- Challenges -
1: Please list the usernames of everyone who posts in the forum thread on dialects and accents.
2: Carry on the forum thread on dialects and accents from the point where it ends.

# Dialects and accents



## Svrtnsse (Aug 18, 2012)

Whenever someone speaks another language, how much is their accent influenced by their dialect? 
Let's say two Russians are equally skilled at speaking English but are from widely different parts of Russia with wildly different dialects. When speaking English they'll have a decidedly Russian accent, but will their accents be different enough that they're from different parts of the country?


----------



## Graylorne (Aug 18, 2012)

I'd say it does. Their Russian will have different accents too. What language do they speak at home? Russian or a local language (there are Russian republics were hardly anyone speaks Russian at all)?
Even here in the Netherlands you'd hear the difference. Someone from Amsterdam sounds very different from a Limburger and you'd hear that in his English. Unless, ofc, both speak with a fluent BBC accent. A clear example: a Moroccan immigrant in Antwerp speaks Dutch (Flemish) with a local accent. His brother, who went to Rotterdam, sounds really really different. And they live some 30 miles apart.


----------



## Svrtnsse (Aug 18, 2012)

Thanks for the reply. It agrees with what I assumed myself. Just wanted to check I wasn't entirely off the chart with my assumptions.

Also, it's not actually Russian in the story, but it's a better example than using fictional nations that no one is familiar with (and that have yet to be named).


----------



## ShortHair (Aug 18, 2012)

Another factor to consider is where the person learned the new language, or more specifically, whence came the person who taught him. A person from Indonesia who learned English from an British person will speak English with a British accent, while the same Indonesian who learned English from an American will have an American accent.

[Location annotation dataset excerpts]
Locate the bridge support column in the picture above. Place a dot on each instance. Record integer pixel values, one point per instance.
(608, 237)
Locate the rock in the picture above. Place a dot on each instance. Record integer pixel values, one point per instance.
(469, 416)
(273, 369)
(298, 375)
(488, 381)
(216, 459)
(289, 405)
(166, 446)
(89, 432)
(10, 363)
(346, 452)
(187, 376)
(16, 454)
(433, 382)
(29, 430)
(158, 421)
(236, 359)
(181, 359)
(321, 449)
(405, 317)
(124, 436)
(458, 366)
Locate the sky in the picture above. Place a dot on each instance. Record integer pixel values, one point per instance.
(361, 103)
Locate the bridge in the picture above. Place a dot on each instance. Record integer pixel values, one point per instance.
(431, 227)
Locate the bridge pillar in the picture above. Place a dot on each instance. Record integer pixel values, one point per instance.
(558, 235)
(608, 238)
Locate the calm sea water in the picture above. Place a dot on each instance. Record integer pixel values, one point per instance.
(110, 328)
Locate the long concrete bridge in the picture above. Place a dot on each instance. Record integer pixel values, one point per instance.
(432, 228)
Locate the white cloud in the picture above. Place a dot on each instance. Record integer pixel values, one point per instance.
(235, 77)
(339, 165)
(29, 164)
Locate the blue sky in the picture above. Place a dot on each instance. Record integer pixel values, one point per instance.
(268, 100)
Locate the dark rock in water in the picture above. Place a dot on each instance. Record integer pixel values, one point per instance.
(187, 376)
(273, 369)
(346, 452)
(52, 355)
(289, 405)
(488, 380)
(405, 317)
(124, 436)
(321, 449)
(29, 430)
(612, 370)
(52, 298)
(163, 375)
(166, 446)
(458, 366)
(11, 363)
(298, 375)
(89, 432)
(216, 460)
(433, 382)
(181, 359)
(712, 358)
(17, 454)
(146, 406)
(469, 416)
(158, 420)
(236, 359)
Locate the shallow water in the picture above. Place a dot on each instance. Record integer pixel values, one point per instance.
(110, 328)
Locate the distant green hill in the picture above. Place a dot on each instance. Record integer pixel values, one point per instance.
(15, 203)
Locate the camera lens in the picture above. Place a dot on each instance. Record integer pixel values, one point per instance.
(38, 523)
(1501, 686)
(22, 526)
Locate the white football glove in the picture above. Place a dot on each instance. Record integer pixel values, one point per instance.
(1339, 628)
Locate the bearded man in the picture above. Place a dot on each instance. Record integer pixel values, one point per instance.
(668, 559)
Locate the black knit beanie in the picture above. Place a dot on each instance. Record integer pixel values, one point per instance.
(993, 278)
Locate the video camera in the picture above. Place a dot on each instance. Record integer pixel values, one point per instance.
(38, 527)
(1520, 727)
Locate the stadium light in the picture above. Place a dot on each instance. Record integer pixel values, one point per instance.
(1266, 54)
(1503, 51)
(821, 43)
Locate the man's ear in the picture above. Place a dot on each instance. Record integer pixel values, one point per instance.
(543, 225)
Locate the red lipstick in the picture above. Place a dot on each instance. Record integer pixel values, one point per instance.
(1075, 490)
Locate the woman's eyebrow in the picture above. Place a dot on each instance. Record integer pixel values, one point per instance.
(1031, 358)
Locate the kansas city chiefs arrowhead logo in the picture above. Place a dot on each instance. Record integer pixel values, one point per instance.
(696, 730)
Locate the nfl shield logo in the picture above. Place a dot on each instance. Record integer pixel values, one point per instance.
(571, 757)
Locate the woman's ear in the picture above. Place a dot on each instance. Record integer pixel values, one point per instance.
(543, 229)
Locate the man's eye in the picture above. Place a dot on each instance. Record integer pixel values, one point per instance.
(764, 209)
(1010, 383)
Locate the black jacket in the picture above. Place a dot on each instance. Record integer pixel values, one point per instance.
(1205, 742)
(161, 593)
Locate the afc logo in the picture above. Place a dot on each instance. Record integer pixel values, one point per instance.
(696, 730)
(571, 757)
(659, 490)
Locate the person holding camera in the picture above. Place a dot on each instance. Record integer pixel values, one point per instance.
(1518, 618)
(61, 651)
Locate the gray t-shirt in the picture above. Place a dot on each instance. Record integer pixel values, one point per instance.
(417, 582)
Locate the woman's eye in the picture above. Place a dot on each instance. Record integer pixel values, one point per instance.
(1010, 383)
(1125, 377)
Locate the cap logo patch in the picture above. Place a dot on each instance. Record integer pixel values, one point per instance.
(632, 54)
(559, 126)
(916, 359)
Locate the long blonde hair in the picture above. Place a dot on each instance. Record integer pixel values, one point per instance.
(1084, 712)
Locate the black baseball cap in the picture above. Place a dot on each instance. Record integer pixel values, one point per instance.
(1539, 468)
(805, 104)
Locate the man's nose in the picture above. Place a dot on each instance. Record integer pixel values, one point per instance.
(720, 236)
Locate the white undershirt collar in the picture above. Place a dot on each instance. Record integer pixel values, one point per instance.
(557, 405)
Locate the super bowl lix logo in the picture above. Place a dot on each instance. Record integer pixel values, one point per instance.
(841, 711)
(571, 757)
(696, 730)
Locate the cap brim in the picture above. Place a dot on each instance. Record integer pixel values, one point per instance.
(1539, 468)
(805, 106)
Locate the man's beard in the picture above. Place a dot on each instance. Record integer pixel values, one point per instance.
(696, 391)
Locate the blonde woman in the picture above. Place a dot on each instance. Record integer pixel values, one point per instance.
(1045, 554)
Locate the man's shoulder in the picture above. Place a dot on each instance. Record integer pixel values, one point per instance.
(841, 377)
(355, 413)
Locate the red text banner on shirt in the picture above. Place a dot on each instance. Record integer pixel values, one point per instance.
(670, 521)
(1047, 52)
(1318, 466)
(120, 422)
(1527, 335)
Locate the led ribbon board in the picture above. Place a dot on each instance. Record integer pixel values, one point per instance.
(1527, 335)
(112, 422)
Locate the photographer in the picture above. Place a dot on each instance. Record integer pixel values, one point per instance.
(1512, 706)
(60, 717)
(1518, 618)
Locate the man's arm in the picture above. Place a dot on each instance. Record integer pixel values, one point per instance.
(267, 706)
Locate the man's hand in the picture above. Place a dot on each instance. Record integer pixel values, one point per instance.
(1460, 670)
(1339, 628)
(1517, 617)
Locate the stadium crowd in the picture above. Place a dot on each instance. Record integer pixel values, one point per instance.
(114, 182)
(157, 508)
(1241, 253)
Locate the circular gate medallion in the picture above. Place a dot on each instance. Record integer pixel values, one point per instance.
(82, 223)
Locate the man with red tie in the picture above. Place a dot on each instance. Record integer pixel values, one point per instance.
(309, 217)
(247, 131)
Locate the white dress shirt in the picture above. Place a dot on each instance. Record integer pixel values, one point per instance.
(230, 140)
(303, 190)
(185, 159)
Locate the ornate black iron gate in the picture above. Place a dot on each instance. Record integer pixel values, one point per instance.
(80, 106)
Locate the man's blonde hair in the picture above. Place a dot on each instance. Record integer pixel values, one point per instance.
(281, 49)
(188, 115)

- Answers -
1: Svrtnsse, Graylorne, ShortHair

2:
----------



## JadedSidhe (Aug 18, 2012)

I worked with a couple of people Russia and their accents were distinctly different.


----------



## CupofJoe (Aug 20, 2012)

Education and affluence can play a role too.
Someone educated in the best schools and universities will probably have a different voice to someone who learnt what they needed from "the streets" even if the fluency of their languages is comparable.


----------



## SeverinR (Sep 10, 2012)

Think about the question in reverse.
If someone in Boston and Someone in California learn Russian from different teachers, they will have a different accent unless the teachers are very strict in pronunciation. This will also be modified by who they speak the language with after learning, if they speak to someone that came from one area they will pick up the dialect that their instructor didn't teach them.

I learned Spanish in Arizona, I spoke it alittle with Mexican friends, so I would not speak the same spanish that they speak in Spain.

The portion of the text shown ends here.